- **What you will do**:
Identify every line in the items below that contains the word "water", and copy each of those lines.

- **Data records**:
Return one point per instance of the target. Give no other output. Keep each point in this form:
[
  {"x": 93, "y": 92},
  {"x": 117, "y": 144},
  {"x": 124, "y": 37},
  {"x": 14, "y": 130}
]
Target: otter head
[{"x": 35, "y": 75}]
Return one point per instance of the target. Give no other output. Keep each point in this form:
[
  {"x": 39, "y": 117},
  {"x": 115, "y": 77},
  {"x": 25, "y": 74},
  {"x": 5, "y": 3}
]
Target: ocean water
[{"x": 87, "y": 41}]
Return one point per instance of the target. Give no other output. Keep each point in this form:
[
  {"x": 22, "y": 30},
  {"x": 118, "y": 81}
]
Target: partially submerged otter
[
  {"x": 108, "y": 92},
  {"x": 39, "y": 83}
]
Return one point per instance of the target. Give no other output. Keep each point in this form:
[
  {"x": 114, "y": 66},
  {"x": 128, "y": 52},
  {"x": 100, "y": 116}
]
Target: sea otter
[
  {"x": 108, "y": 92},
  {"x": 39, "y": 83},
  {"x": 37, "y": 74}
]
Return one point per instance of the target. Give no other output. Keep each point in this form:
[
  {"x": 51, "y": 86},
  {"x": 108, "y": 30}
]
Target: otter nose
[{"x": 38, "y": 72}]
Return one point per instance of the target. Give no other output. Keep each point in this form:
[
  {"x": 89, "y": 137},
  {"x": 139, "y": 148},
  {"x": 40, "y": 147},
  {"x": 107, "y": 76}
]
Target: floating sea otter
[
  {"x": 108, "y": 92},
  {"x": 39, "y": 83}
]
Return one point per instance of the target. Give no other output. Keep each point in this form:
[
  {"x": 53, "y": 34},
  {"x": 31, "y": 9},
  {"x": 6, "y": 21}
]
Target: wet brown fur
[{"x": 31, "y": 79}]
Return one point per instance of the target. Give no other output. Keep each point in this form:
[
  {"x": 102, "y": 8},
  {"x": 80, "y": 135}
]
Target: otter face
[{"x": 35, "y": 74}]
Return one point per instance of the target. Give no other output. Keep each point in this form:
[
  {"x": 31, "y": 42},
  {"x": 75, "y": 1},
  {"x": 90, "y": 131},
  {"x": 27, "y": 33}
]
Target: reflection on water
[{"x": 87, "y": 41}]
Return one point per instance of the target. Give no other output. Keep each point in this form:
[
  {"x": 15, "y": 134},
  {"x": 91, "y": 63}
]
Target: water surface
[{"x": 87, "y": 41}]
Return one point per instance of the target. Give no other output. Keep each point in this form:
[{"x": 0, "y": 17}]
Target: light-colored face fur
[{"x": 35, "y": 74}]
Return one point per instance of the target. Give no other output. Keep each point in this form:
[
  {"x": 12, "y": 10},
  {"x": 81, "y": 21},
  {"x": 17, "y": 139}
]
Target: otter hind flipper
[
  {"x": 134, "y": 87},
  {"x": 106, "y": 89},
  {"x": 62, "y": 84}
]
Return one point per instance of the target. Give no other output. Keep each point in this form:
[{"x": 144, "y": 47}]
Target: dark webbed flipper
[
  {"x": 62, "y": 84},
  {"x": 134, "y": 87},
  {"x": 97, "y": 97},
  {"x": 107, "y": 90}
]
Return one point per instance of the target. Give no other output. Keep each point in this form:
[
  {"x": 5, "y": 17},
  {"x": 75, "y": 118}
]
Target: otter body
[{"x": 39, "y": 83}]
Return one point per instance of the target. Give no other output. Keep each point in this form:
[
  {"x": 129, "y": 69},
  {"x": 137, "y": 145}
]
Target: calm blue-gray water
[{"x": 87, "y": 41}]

- **The reply**:
Target: ocean water
Target: reflection on water
Target: water surface
Target: calm blue-gray water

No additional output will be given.